> _Excerpted passage_:
So I became aware that really this country was stuck. Because even when rhetorically the issues were identified — by even Democratic leadership — the forces of capital continued to undermine the circumstance of the American people here in the United States, and indeed around the world, even as our planetary situation through global warming continues to deteriorate at an accelerating rate.

WOLFF:  All right, Bob, let me move on. We're about to (or we're in the midst of, depending on your perspective) the 20th anniversary of 9/11, a rather momentous historical moment. Do you think the events then, in some way, played a role in getting the US stuck now? And if so, how do you see the connection?

HENNELLY:  Wow. I think we can answer that on at least a couple of levels. Internationally, the response that happened was for the United States to squander the goodwill of the world, because in that global narrative, we had been attacked. And so we used that as an opportunity to create this further-notice war on terror which we continued to pursue, and in the process set off a mass migration crisis on a scale not seen since the second world war, with all kinds of deadly consequences for humanity. 

And then at the same time, there’s the response at the granular level where the attack actually happened. And that's where I've been privileged and honored to serve for five years, reporting in Lower Manhattan, about the consequences of what happened to working people and essential workers in the aftermath of 9/11, and indeed the tens of thousands of Lower Manhattan students and community members, even folks in western Brooklyn — throughout the whole region, really. 

Because what happened was (and this presaged what's happened with the Trump response to the pandemic), in the immediate aftermath of the attack, where 16 acres was laid to waste, the EPA, under the direction of President Bush with Christine Todd Whitman as the EPA head, advised people the air was safe to breathe within a couple of days. And at the time, the thought was it's important to show the world that the United States could not be laid low by a terrorist attack. And Wall Street was in close proximity there.

> _Exercise aim_:
In the interview excerpt, who was head of the EPA when it advised people that the air was safe to breathe after the 9/11 attack?

> _Excerpted records_:
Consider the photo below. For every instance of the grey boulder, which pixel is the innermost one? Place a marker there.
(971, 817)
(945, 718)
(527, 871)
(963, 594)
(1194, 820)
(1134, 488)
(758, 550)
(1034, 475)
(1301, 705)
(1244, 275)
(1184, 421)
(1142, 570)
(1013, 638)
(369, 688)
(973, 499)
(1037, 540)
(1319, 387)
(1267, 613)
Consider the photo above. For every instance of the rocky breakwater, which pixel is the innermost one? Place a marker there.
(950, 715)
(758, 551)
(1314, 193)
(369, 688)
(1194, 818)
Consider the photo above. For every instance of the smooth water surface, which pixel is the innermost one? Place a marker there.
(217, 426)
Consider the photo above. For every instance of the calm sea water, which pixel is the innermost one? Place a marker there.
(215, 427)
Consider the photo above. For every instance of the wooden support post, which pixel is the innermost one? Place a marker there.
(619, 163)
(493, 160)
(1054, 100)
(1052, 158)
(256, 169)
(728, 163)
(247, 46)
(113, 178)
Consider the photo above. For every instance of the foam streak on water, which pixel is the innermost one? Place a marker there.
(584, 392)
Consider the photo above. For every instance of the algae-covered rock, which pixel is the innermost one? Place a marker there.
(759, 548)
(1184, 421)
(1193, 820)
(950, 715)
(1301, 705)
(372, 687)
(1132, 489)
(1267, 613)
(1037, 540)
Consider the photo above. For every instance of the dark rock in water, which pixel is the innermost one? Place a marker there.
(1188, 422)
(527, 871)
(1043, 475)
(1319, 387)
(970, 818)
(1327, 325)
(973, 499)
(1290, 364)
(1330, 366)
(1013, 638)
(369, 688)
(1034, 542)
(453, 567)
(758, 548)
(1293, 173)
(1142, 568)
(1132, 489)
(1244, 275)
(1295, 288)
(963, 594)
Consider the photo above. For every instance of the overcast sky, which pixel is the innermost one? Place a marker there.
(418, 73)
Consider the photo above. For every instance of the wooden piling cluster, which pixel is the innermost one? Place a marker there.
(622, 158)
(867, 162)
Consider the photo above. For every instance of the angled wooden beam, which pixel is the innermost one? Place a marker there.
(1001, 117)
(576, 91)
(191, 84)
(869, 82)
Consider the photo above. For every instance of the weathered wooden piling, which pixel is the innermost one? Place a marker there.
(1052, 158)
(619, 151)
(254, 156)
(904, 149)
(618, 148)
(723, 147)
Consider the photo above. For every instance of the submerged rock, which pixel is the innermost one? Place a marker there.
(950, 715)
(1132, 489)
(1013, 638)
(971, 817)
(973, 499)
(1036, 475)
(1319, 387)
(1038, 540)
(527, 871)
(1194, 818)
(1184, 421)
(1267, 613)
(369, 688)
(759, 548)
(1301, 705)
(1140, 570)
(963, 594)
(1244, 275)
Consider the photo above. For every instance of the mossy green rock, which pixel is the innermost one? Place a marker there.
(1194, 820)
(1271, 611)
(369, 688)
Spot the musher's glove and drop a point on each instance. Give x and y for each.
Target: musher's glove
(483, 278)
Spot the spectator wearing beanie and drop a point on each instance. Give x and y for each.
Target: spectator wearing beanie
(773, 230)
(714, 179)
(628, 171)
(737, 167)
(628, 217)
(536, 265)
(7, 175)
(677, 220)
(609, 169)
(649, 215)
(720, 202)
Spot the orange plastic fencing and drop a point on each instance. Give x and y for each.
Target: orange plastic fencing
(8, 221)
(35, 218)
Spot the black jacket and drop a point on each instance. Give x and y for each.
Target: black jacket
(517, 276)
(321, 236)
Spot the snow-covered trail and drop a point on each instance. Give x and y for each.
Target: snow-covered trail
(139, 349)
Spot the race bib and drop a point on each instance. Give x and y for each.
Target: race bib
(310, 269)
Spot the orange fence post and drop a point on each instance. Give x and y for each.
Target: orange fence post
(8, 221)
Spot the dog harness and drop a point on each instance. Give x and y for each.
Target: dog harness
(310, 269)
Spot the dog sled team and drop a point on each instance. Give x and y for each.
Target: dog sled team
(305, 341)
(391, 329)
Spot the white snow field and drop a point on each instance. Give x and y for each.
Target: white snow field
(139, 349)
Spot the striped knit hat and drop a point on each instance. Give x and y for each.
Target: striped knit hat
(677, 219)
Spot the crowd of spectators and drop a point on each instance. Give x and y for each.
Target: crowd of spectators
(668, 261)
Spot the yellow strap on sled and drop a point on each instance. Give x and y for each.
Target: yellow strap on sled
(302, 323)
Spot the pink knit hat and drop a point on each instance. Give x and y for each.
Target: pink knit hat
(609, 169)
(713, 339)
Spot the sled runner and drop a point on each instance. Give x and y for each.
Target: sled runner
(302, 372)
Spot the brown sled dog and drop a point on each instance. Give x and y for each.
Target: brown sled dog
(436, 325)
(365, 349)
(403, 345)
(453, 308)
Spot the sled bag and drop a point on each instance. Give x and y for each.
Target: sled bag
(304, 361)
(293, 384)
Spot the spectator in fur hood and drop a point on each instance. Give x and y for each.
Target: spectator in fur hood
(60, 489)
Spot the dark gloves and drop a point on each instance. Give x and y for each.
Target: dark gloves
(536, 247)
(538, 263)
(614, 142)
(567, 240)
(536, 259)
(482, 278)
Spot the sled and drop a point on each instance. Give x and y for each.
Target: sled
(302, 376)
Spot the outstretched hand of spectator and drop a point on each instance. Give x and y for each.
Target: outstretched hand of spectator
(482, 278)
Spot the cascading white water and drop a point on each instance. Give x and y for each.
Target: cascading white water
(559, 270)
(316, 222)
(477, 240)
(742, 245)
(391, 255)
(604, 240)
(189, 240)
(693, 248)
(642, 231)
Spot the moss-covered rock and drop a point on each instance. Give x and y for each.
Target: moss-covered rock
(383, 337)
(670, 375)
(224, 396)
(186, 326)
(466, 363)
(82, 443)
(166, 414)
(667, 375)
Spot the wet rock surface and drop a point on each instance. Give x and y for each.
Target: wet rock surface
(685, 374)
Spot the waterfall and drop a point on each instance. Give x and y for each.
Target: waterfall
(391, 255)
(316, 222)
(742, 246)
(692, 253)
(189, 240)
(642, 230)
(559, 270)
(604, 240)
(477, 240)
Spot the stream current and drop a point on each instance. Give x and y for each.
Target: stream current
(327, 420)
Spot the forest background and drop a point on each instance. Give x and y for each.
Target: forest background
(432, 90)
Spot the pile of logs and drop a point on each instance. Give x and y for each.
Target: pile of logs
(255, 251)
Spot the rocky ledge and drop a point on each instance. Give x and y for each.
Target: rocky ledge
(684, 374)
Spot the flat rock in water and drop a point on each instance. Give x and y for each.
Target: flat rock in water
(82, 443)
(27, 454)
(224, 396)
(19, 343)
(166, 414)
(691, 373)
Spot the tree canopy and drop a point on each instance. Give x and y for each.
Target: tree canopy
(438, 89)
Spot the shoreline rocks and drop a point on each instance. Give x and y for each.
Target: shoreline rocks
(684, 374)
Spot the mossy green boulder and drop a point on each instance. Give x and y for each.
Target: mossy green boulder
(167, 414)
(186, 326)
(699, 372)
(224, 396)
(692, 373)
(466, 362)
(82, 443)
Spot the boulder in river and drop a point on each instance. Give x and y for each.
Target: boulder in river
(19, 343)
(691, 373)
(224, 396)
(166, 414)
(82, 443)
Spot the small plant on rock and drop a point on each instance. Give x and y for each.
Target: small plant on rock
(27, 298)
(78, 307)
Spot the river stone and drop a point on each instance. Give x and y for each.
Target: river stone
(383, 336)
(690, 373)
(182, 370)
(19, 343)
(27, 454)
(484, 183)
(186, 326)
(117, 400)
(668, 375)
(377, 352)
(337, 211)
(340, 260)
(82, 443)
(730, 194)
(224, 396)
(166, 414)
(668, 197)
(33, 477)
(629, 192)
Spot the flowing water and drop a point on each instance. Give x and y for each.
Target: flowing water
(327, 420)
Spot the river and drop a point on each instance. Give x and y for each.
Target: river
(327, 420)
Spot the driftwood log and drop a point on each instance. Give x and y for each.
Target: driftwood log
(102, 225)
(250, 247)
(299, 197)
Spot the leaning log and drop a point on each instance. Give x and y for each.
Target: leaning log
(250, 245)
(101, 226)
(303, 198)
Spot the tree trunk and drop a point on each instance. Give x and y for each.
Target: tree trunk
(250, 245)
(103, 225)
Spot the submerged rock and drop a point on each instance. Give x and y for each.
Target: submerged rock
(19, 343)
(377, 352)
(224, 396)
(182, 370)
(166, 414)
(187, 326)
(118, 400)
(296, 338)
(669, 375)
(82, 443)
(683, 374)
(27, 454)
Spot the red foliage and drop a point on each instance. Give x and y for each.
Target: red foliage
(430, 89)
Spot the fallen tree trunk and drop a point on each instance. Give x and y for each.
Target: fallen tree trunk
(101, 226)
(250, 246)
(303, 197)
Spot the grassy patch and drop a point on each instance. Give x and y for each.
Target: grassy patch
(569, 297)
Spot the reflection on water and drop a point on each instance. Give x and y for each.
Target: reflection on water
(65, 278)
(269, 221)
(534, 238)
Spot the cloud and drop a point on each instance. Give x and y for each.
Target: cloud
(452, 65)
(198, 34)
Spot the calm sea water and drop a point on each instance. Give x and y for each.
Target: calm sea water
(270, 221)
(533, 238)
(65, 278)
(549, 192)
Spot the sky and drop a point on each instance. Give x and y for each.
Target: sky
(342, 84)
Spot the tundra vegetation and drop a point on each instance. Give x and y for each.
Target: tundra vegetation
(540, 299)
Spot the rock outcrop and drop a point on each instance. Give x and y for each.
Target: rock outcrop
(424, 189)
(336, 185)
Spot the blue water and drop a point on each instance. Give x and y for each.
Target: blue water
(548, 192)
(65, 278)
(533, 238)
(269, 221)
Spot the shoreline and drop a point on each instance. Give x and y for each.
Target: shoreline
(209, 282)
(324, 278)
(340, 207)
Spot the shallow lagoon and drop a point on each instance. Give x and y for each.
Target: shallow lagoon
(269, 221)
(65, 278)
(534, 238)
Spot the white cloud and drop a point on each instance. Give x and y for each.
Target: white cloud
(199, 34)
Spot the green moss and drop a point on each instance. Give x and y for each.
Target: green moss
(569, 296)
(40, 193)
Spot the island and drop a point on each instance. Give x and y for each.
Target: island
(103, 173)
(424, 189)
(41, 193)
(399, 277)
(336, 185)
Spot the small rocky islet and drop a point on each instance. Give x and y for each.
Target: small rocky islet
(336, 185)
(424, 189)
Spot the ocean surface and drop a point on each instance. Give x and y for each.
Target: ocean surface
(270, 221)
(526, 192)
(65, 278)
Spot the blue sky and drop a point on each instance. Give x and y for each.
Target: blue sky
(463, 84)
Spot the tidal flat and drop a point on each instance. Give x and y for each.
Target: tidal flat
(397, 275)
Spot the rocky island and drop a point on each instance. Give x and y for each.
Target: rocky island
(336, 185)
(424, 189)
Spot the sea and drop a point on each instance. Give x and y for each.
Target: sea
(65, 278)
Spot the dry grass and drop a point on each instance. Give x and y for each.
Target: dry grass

> _Reply_:
Christine Todd Whitman